### BRIEF
Copy each of the following records word for word, without changing anything.

### DATASET ROWS
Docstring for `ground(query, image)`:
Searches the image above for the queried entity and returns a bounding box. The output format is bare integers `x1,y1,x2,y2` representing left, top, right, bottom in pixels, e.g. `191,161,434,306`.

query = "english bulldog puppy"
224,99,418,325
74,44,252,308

### SOLUTION TO THIS TASK
Docstring for `ground(query, image)`:
Searches the image above for the queried entity and returns a bounding box. The output format is bare integers `x1,y1,x2,y2` representing left, top, right, bottom in pixels, e.g. `191,161,434,306`.

query = "english bulldog puppy"
224,99,418,325
74,44,252,308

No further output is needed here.